What is required — Retype each line of the listing below, from the first through the one holding "box: [68, 59, 150, 128]", with no other lines.

Source material —
━━━━━━━━

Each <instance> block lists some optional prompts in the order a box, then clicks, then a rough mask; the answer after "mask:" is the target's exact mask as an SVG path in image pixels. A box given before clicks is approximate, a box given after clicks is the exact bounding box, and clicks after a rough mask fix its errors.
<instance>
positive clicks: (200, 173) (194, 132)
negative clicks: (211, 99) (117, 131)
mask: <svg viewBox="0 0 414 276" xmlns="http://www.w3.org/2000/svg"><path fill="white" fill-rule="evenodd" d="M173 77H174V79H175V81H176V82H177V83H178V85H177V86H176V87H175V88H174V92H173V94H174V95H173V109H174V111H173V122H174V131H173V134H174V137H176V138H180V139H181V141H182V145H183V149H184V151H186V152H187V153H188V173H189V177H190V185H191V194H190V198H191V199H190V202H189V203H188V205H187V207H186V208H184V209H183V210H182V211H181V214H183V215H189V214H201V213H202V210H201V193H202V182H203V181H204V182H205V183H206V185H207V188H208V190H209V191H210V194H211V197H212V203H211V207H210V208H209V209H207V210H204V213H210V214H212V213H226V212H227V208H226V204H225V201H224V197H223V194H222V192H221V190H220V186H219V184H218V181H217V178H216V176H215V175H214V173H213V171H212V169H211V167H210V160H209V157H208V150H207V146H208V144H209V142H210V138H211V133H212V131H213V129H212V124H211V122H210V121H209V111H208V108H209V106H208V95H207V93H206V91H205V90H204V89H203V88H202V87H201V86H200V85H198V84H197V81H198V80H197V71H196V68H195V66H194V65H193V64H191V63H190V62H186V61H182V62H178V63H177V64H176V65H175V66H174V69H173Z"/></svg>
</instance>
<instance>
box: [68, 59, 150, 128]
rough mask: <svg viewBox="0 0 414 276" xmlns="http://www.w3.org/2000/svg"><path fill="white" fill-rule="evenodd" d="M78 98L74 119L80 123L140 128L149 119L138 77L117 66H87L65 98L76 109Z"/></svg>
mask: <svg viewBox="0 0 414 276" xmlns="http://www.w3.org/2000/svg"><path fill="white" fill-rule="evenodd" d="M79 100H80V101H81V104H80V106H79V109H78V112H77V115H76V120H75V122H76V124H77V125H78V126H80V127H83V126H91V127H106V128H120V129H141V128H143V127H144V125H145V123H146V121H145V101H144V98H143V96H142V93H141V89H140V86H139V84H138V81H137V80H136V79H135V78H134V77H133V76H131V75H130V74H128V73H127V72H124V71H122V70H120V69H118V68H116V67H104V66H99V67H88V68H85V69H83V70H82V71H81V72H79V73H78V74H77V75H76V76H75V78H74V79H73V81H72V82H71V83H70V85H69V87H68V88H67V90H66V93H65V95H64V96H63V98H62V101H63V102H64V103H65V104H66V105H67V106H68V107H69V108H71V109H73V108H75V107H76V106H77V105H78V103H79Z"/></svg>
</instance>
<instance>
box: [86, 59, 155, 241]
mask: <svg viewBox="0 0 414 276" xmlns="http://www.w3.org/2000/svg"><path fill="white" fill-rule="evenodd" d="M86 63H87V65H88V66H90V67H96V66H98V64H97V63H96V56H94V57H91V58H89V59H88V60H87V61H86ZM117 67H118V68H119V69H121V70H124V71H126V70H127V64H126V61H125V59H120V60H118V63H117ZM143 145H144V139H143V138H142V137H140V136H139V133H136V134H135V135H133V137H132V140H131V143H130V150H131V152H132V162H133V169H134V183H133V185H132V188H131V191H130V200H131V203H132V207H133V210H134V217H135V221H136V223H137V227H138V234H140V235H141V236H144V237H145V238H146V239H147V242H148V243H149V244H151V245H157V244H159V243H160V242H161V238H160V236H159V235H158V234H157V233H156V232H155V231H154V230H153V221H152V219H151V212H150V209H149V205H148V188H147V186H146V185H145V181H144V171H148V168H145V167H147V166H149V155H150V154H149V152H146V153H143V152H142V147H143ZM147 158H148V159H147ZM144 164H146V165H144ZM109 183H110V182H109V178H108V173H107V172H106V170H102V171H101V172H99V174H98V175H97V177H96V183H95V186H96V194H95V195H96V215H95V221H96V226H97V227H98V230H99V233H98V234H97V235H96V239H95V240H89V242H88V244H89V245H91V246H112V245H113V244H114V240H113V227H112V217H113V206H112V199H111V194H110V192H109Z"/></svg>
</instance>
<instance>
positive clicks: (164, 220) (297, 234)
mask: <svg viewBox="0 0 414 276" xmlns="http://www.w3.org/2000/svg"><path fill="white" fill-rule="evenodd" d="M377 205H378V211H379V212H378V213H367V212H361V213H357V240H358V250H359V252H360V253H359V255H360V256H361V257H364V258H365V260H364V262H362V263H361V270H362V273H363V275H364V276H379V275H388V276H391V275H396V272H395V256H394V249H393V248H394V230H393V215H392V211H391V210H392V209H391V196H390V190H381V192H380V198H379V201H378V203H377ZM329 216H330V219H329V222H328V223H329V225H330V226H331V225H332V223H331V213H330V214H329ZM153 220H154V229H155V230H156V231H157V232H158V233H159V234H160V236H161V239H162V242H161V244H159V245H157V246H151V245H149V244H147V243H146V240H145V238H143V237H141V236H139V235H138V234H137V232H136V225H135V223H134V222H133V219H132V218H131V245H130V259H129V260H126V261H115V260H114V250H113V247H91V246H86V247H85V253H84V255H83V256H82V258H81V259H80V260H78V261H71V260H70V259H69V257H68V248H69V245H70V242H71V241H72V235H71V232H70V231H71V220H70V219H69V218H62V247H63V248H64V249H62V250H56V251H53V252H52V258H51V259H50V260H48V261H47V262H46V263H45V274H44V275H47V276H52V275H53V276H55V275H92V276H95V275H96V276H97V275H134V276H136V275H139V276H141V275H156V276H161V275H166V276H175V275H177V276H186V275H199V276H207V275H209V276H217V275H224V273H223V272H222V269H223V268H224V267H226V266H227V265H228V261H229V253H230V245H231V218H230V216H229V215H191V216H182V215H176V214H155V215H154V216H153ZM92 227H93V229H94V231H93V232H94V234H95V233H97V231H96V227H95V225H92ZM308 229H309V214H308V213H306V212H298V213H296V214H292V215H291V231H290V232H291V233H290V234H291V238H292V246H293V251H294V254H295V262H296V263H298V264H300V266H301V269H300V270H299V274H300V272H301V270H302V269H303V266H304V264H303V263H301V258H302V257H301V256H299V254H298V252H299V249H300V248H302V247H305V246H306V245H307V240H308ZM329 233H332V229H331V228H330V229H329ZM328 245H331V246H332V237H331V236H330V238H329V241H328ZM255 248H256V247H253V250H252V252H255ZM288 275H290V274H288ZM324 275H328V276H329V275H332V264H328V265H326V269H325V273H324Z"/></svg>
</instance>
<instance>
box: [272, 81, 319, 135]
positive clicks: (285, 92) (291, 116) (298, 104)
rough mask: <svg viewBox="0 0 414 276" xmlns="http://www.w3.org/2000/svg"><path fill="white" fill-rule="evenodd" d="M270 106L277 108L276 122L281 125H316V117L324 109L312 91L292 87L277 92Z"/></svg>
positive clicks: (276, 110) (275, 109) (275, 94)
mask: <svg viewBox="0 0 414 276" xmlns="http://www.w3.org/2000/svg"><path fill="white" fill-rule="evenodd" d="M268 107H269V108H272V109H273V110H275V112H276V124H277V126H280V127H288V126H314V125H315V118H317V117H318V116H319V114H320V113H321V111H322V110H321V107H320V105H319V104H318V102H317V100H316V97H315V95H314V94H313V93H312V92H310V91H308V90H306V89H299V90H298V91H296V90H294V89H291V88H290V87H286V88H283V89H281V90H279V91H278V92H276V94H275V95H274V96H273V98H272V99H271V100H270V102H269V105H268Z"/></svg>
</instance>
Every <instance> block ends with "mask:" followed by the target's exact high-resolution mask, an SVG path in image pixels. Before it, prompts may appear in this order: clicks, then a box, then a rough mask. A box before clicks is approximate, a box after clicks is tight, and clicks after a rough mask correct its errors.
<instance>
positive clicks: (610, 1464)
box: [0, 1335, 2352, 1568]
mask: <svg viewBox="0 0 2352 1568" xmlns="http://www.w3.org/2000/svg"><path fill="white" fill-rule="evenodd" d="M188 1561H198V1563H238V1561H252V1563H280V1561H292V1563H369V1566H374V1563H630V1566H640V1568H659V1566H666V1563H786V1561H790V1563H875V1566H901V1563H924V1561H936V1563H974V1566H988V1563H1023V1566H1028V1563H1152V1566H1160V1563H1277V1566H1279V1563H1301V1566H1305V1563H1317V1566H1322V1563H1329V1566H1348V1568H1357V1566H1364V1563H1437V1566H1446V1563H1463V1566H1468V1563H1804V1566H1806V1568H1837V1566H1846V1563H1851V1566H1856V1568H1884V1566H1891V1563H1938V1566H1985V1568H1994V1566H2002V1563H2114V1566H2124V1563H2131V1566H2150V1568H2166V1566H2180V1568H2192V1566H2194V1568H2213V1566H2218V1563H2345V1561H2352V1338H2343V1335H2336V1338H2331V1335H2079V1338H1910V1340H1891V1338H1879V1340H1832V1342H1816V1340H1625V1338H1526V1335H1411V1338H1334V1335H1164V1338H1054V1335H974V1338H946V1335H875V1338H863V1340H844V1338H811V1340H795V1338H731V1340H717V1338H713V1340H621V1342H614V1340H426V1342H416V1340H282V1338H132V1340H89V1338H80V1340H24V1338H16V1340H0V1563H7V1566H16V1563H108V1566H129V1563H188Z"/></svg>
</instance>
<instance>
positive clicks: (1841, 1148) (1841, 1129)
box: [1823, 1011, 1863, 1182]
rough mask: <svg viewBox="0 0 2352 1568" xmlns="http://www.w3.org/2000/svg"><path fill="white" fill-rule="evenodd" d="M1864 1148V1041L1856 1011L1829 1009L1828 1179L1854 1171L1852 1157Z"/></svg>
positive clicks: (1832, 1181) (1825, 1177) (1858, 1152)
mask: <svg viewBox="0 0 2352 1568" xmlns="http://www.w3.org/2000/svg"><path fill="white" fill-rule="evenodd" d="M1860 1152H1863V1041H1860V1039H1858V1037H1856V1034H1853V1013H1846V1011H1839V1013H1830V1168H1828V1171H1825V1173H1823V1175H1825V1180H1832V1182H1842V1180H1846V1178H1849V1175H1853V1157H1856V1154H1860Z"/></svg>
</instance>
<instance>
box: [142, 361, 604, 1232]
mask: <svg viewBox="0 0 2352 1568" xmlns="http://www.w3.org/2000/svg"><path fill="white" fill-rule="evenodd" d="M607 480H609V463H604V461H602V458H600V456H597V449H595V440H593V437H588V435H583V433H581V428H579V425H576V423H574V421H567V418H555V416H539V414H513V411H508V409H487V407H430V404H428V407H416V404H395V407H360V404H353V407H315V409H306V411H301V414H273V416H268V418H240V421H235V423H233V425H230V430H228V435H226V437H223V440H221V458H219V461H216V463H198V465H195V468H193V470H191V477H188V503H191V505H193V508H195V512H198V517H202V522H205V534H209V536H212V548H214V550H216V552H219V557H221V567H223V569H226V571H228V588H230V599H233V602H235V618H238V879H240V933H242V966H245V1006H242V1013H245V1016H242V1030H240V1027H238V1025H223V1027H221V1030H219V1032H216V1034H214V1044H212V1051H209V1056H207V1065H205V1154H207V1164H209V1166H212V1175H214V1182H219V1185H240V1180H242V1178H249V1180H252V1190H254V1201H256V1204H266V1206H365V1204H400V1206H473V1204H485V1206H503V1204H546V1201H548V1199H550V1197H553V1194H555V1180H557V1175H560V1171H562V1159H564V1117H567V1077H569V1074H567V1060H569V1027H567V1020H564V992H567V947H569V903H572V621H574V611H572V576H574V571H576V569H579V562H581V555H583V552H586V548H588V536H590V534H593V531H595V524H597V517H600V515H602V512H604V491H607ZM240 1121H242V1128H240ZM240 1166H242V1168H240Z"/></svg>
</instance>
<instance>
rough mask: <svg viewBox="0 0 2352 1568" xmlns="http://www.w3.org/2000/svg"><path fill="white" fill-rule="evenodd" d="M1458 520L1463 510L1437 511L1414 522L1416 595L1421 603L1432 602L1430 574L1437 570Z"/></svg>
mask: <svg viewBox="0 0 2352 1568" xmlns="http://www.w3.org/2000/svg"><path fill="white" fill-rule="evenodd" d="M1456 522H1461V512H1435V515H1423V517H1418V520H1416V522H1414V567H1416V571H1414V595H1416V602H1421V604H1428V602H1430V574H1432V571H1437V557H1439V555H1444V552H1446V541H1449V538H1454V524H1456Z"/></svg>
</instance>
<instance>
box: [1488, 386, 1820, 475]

━━━━━━━━

Completed exercise —
Each <instance> block lists some optional prompts in the order a box, then clicks, then a rough mask; the answer after "mask:" is the target's exact mask as an SVG path in image pixels. A box given before clicks is approximate, a box given after clicks is the exact bounding box, and clicks after a rough mask fix its errors.
<instance>
positive clicks: (200, 173) (194, 132)
negative clicks: (211, 99) (117, 131)
mask: <svg viewBox="0 0 414 276" xmlns="http://www.w3.org/2000/svg"><path fill="white" fill-rule="evenodd" d="M173 77H174V79H175V81H176V82H177V83H178V85H177V86H176V87H175V88H174V92H173V94H174V95H173V109H174V111H173V122H174V131H173V134H174V137H176V138H180V139H181V141H182V145H183V149H184V151H186V152H187V153H188V173H189V177H190V185H191V194H190V198H191V199H190V202H189V203H188V205H187V207H186V208H184V209H183V210H182V211H181V214H183V215H189V214H201V213H202V210H201V193H202V182H203V181H204V182H205V183H206V185H207V188H208V190H209V191H210V194H211V197H212V203H211V207H210V208H209V209H207V210H204V213H210V214H212V213H226V212H227V208H226V204H225V201H224V197H223V194H222V192H221V190H220V186H219V184H218V181H217V178H216V176H215V175H214V173H213V171H212V169H211V167H210V160H209V157H208V150H207V146H208V144H209V142H210V138H211V133H212V131H213V129H212V124H211V122H210V121H209V111H208V108H209V106H208V95H207V93H206V91H205V90H204V89H203V88H202V87H201V86H200V85H198V84H197V81H198V80H197V71H196V68H195V66H194V65H193V64H191V63H190V62H186V61H182V62H178V63H177V64H176V65H175V66H174V69H173Z"/></svg>
</instance>
<instance>
box: [68, 59, 150, 128]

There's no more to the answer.